Here's everything you need to know before getting a septum piercing, from pain to jewelry choice
Getting a piercing is no small decision. Even if you’re a body mod veteran actively planning your next batch of jewelry, it’s crucial to know what you’re getting yourself into. And while there is a great big sea of piercing options, septum piercings have been everywhere for longer than a hot minute.
For those unfamilar with this particular piercing, septum piercings run through the thin piece of skin in front of the cartilaginous division of the nasal septum (aka between the nostrils). As with other nose piercings, the jewelry comes in different shapes and sizes, and offerings include everything from rose gold horseshoes to opal studded barbells.
Whether we see them on a fashionable girl in the basement of a DIY punk show or they’re making a million-dollar red carpet appearance on celebs like Zoe Kravitz, or Rihanna, the reign of the septum piercing is certainly going strong. In order to learn more about what to expect from the piercing process itself, we talked with Allison Minor of Chicago Tattooing and Piercing Company.
She gave us the nitty gritty on how to best prepare yourself for the piercing, and the best ways to avoid infection. If you’re currently weighing the possibility of a septum piercing, Minor’s got the 411.
When it comes to preparation, Minor says it’s crucial to make sure you don’t go into the parlor with a runny nose or any kind of nasal congestion. Beyond that, you should be good to go. “Just make sure you’re not sick, because blowing your nose with a fresh piercing is uncomfortable and will lengthen your heal times,” explains Minor. “Make sure you’re reasonably hygienic and blow and clean your nose the day of. The piercer will do all the cleaning we need, we just don’t want to be covered in snot.”
One of the biggest questions looming over any piercing decision is: How likely will I get infected?! Because of the unique placement between your nostrils, septums have a low chance of infection. “Because the piercing in the mucous membrane, the wound is pretty much self cleaning,” says Minor. “In my 10 years I’ve only seen problems with septum piercings when people put really low quality jewelry in the piercing.”

**EXERCISE DATA**.
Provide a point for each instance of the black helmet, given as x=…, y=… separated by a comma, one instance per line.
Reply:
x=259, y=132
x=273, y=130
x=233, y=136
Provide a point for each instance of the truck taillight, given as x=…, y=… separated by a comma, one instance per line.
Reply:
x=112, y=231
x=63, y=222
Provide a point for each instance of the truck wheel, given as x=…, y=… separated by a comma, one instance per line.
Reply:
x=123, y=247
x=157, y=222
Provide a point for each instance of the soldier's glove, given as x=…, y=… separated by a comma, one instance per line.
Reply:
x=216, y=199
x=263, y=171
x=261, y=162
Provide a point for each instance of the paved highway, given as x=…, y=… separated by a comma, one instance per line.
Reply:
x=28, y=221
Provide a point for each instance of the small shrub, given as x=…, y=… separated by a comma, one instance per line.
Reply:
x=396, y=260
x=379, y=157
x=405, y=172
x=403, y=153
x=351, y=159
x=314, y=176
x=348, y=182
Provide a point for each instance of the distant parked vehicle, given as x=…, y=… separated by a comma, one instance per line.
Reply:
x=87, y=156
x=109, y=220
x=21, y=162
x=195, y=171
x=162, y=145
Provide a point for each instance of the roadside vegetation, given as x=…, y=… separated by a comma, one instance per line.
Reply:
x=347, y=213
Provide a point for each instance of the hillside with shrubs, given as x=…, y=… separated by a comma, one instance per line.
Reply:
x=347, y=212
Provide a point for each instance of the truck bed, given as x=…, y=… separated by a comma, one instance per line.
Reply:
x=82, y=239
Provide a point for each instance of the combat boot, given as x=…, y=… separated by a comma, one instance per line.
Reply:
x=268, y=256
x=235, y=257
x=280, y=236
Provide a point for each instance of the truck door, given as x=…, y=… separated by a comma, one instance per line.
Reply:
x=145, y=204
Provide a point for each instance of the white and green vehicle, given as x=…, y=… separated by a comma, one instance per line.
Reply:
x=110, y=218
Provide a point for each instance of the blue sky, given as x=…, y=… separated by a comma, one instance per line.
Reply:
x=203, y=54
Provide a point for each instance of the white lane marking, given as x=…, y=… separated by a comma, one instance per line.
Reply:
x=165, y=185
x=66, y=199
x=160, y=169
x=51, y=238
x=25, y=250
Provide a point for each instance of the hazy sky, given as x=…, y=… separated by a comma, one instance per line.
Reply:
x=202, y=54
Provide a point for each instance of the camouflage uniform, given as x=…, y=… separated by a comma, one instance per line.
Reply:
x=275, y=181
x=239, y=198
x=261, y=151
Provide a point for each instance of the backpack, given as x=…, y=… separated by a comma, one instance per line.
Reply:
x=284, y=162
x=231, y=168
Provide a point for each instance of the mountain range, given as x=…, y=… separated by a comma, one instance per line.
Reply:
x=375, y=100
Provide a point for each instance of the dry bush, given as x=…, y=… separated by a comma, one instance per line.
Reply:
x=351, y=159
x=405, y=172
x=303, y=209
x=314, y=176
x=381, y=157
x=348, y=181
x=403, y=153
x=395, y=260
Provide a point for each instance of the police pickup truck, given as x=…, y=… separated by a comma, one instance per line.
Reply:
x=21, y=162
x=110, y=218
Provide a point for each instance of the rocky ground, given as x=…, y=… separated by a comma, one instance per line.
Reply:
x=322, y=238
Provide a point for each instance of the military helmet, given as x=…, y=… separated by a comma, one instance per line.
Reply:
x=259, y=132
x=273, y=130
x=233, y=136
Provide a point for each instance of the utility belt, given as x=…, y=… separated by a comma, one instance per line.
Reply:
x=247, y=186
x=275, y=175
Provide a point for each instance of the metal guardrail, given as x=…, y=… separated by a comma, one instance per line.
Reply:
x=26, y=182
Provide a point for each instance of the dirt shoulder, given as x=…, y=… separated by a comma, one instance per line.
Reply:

**TASK TO COMPLETE**. Reproduce the septum piercing article word for word, from its headline through its final paragraph.

**RESPONSE**.
Here's everything you need to know before getting a septum piercing, from pain to jewelry choice
Getting a piercing is no small decision. Even if you’re a body mod veteran actively planning your next batch of jewelry, it’s crucial to know what you’re getting yourself into. And while there is a great big sea of piercing options, septum piercings have been everywhere for longer than a hot minute.
For those unfamilar with this particular piercing, septum piercings run through the thin piece of skin in front of the cartilaginous division of the nasal septum (aka between the nostrils). As with other nose piercings, the jewelry comes in different shapes and sizes, and offerings include everything from rose gold horseshoes to opal studded barbells.
Whether we see them on a fashionable girl in the basement of a DIY punk show or they’re making a million-dollar red carpet appearance on celebs like Zoe Kravitz, or Rihanna, the reign of the septum piercing is certainly going strong. In order to learn more about what to expect from the piercing process itself, we talked with Allison Minor of Chicago Tattooing and Piercing Company.
She gave us the nitty gritty on how to best prepare yourself for the piercing, and the best ways to avoid infection. If you’re currently weighing the possibility of a septum piercing, Minor’s got the 411.
When it comes to preparation, Minor says it’s crucial to make sure you don’t go into the parlor with a runny nose or any kind of nasal congestion. Beyond that, you should be good to go. “Just make sure you’re not sick, because blowing your nose with a fresh piercing is uncomfortable and will lengthen your heal times,” explains Minor. “Make sure you’re reasonably hygienic and blow and clean your nose the day of. The piercer will do all the cleaning we need, we just don’t want to be covered in snot.”
One of the biggest questions looming over any piercing decision is: How likely will I get infected?! Because of the unique placement between your nostrils, septums have a low chance of infection. “Because the piercing in the mucous membrane, the wound is pretty much self cleaning,” says Minor. “In my 10 years I’ve only seen problems with septum piercings when people put really low quality jewelry in the piercing.”